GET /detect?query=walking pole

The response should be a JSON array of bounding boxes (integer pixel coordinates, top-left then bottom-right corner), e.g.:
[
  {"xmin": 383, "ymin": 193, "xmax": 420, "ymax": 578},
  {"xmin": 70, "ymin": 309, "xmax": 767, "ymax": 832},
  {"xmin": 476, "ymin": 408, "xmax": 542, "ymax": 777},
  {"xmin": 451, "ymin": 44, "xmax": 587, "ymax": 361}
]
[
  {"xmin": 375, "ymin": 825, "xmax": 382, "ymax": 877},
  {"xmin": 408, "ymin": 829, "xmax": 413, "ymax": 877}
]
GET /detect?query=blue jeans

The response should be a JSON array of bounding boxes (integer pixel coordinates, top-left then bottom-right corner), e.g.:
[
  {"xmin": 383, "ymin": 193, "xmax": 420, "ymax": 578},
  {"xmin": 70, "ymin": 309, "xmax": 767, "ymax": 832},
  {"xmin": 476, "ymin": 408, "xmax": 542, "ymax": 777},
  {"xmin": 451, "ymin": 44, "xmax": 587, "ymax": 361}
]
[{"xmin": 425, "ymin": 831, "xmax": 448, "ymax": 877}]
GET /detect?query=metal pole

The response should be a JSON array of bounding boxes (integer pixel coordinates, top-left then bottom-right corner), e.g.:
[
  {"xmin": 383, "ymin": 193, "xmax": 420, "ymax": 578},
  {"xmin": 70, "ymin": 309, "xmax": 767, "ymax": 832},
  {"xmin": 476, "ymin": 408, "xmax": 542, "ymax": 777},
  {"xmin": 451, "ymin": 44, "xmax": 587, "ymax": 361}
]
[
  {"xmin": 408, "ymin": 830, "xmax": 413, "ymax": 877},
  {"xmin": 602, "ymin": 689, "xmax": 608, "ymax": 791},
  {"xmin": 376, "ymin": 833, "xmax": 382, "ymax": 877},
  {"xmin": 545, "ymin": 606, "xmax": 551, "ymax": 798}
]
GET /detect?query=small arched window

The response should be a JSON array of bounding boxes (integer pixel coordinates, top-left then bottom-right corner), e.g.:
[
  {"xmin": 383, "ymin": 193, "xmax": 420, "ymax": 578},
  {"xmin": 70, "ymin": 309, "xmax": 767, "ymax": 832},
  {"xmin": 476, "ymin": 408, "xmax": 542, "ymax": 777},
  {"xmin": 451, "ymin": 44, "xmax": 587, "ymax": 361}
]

# # # #

> [YOUR OBJECTIVE] Type out the whole listing above exactly.

> [SOLUTION]
GET /detect?query=walking pole

The response should be a JSON array of bounding boxes (integer pixel coordinates, top-left then bottom-right corner), e.g.:
[
  {"xmin": 383, "ymin": 193, "xmax": 420, "ymax": 578},
  {"xmin": 70, "ymin": 309, "xmax": 767, "ymax": 832},
  {"xmin": 476, "ymin": 408, "xmax": 542, "ymax": 777},
  {"xmin": 451, "ymin": 44, "xmax": 587, "ymax": 361}
]
[
  {"xmin": 375, "ymin": 825, "xmax": 382, "ymax": 877},
  {"xmin": 408, "ymin": 829, "xmax": 413, "ymax": 877}
]
GET /detect?query=blue jeans

The response should be a JSON array of bounding boxes (integer pixel coordinates, top-left then bottom-right corner), e.g.:
[
  {"xmin": 383, "ymin": 193, "xmax": 420, "ymax": 578},
  {"xmin": 70, "ymin": 309, "xmax": 767, "ymax": 832},
  {"xmin": 476, "ymin": 408, "xmax": 542, "ymax": 777},
  {"xmin": 451, "ymin": 44, "xmax": 587, "ymax": 361}
]
[{"xmin": 425, "ymin": 831, "xmax": 448, "ymax": 877}]
GET /detect?query=metal pole

The response should be a JSON array of bounding boxes (integer pixel coordinates, top-left then bottom-right corner), e.g.:
[
  {"xmin": 383, "ymin": 193, "xmax": 420, "ymax": 578},
  {"xmin": 70, "ymin": 309, "xmax": 767, "ymax": 832},
  {"xmin": 476, "ymin": 408, "xmax": 542, "ymax": 777},
  {"xmin": 451, "ymin": 44, "xmax": 587, "ymax": 361}
]
[
  {"xmin": 408, "ymin": 830, "xmax": 413, "ymax": 877},
  {"xmin": 602, "ymin": 689, "xmax": 608, "ymax": 791},
  {"xmin": 376, "ymin": 833, "xmax": 382, "ymax": 877},
  {"xmin": 545, "ymin": 606, "xmax": 551, "ymax": 798}
]
GET /detect?query=small arched window

The response should be a JSON array of bounding boxes (integer pixel coordinates, top-left then bottom-right corner), e.g.:
[
  {"xmin": 383, "ymin": 193, "xmax": 420, "ymax": 578},
  {"xmin": 70, "ymin": 309, "xmax": 767, "ymax": 832},
  {"xmin": 476, "ymin": 408, "xmax": 542, "ymax": 777},
  {"xmin": 451, "ymin": 44, "xmax": 587, "ymax": 361}
]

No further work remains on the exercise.